*Passage:*
(begin)

However, there are some restrictions when exporting the data. The exported posts are a random sample of the total number of posts within the date range. At most, one can export 10,000 random posts[6]. When dealing with data over large periods of time, there is often more than 10,000 by volume. To download more data, the timeframe can be broken into pieces and each piece can be downloaded separately and combined to form the aggregate data. In the case where there are fewer than 10,000 posts, a sample of the data will not be performed and the data will be exported in full.

Due to Twitter’s data guidelines, only 50,000 tweets can be exported per user within a 24-hour period. Once the tweet threshold has been reached, exported posts will include the post URL, but not the actual content. The content can be obtained by accessing each link online or programmatically through Twitter’s API. Another way to mitigate this restriction is with additional user profiles. Since each user has their own 50,000 tweet limit, another user could export the additional data.

Location Methodology

Locations are assigned to social media posts based on the metadata that is available. 1% of post are geotagged and consist of geographic coordinates of where they are posted when using a mobile phone. The other 99% of posts which are not geotagged use contextual information to estimate their locations.

The location field in a user’s profile, is a predictor of nongeotagged locations. Attributes such a time zones and languages are also used to determine a user’s country, region and city to locate where a user is posting from. Crimsons Algorithm can use these attributes to estimate and assign a location, but if algorithm cannot find other similar posts, then the algorithm does not assign a location and it is labeled as “location unknown.” For nongeotagged posts, the algorithm can locate 90% of posts to a country of origin, 70% of posts to a state or province and 50% of posts to a city or county within the state[7]. Location data is not available for Tumblr, YouTube, Google+ and reviews.

Supplemental Sources

When it comes to social media, blogs, and forums, there are multiple search engines and options for gathering data such as BoardReader, Google, and Webhose. These search engine sites provide search results specifically targeting blogs and forums. Each search engine has their own positive and negative aspects, but when it comes to providing evidence for litigation, it is important to understand the entirety of the consumer conversation. It is therefore important to supplement Crimson Hexagon with additional sources if need be.

Webhose
The Webhose search engine indexes a wide variety of news media, blogs, and online discussion via message boards and comments. The platform uses a standard Boolean search system that pulls historical data up to 30 days. If data is to be acquired past that additional fees apply per retroactive month.[8] Additionally, Webhose provides metadata besides each post including the language, country, content source, and performance score. The performance score measures a posts social impact by considering the number of shares compared to an appropriate benchmark based on the search.

Google
Similar to how Google provides filters for news or videos, Google also used to provide a filter for forums. Unfortunately, the forum filter has been removed, but one can still search the system by adding the following title operator before the search terms: inurl:forum. While the operator allows for a quick solution, Google only indexes public forums that have not indicate privacy restrictions within the robots.txt or html tags.[9]

BoardReader
BoardReader is a popular forum and message board search engine. It is often used as a resource for community research on consumer conservations and beliefs. With BoardReader, one can search for content within a forum or based on the forum’s topic. However, the platform does not allow for many filter options and specifically does not allow results to be filtered by location. One of the positive aspects of BoardReader is the compatible API, which is easily integrated into various platforms such as IBM BigInsights.[10]

Source Comparison
When the supplemental search engines were compared to the blog and forum results for Crimson Hexagon, Crimson Hexagon either met or exceeded the number of returned relevant results as seen in the table below. A simple query was run on all search engines for “Reebok” in the last 30 days in English and then a more complex query was run for “Reebok AND RBX.”

(end)

*Available records:*
(begin)

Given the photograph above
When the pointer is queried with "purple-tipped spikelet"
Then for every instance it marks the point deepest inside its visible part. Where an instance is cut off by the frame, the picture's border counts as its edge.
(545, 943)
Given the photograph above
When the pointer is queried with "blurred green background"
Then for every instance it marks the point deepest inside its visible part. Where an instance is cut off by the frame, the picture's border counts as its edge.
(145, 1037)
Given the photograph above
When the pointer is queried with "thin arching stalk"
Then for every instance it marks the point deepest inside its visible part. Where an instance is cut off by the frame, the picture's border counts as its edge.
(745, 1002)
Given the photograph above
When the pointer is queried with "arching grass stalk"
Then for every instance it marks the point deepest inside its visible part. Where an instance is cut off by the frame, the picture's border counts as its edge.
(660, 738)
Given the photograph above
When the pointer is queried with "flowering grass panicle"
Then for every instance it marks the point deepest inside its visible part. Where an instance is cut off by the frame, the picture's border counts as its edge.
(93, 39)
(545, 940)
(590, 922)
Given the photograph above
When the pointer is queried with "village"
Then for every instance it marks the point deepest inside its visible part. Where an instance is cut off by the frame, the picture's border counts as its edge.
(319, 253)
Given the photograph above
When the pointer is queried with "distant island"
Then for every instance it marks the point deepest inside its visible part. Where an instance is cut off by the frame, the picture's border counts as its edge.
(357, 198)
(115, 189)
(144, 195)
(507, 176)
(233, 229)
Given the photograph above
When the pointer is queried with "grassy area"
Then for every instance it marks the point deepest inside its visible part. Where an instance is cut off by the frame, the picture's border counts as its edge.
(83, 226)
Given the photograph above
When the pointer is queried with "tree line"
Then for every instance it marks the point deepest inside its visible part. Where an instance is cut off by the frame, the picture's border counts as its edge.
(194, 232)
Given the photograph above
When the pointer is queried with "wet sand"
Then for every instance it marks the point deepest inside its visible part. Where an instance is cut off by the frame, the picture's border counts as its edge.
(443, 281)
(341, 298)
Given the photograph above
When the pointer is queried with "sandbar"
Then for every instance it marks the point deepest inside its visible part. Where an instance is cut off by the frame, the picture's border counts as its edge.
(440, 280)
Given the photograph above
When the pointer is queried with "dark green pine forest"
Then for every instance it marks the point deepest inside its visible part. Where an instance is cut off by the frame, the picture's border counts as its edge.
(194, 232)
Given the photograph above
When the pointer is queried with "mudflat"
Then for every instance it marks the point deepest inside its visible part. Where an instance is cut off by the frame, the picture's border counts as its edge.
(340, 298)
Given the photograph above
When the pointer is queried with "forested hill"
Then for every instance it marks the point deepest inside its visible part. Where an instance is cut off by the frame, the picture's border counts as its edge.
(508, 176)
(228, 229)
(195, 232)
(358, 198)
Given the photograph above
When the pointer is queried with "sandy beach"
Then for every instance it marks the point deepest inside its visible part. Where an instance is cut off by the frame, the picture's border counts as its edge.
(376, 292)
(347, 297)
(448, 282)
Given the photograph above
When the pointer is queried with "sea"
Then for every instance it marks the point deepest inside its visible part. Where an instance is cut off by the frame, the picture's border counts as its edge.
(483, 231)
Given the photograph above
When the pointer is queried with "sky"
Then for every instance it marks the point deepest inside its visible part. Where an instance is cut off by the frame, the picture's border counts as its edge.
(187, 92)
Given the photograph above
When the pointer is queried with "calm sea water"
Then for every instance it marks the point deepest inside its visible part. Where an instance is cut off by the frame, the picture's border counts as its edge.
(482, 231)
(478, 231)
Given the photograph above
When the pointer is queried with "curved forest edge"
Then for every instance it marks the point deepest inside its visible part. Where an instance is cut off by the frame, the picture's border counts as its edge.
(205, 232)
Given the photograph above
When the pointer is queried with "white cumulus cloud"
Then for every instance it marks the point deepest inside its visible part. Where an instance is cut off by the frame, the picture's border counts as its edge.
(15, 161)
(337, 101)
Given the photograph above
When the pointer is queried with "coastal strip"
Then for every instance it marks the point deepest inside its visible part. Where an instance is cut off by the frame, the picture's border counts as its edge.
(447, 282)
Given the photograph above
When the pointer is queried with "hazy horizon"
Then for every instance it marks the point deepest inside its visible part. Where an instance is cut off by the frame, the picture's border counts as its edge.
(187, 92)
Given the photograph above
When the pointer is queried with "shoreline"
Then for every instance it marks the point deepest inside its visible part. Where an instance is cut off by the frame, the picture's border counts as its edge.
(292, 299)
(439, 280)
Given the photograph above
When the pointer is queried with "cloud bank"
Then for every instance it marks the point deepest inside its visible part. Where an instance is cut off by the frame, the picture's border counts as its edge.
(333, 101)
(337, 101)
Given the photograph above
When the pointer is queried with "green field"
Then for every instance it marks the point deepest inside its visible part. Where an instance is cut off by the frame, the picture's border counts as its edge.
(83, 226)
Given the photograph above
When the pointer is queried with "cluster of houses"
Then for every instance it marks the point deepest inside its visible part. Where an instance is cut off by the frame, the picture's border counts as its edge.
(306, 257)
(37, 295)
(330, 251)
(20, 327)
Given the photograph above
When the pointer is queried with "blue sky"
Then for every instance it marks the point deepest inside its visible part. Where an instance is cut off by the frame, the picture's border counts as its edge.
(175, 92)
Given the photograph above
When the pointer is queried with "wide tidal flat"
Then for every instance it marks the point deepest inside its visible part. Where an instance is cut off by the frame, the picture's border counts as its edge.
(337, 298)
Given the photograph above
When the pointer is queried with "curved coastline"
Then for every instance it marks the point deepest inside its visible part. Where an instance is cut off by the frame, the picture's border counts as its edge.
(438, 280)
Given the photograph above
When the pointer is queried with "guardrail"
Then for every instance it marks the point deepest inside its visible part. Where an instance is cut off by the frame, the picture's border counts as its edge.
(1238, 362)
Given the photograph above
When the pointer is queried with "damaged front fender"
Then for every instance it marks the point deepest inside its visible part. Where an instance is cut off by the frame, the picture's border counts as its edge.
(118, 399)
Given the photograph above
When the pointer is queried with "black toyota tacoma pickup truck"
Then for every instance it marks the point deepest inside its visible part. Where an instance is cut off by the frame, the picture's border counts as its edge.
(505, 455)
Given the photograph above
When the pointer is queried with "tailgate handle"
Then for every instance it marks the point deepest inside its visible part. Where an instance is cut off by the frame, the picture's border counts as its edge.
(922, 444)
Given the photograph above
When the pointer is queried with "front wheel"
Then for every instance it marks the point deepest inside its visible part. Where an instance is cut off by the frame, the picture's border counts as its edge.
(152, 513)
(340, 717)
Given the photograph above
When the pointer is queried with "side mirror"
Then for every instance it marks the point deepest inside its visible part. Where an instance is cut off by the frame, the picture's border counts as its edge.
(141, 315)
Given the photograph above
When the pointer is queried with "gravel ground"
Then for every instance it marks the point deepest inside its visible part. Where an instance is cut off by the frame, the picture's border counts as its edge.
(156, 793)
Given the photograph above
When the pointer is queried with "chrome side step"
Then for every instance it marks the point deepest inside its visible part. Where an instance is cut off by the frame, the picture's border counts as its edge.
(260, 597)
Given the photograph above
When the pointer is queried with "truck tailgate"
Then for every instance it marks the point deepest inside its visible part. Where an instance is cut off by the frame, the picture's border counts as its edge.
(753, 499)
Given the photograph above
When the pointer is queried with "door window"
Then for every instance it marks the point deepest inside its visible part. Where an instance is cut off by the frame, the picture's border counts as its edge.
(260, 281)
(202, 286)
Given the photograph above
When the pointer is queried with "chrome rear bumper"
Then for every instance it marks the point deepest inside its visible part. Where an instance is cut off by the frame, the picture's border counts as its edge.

(end)

*What you will do:*
a – Answer these questions from the passage on social media data sources.
(i) What is the largest number of random posts that can be exported at once?
(ii) What share of posts are geotagged?
(iii) Which search engine does not allow results to be filtered by location?
b – Select every line of the rows that contains the string "tailgate". Case counts.

*Solution list:*
a –
(i) 10,000 posts.
(ii) 1%.
(iii) BoardReader.

b –
When the pointer is queried with "tailgate handle"
When the pointer is queried with "truck tailgate"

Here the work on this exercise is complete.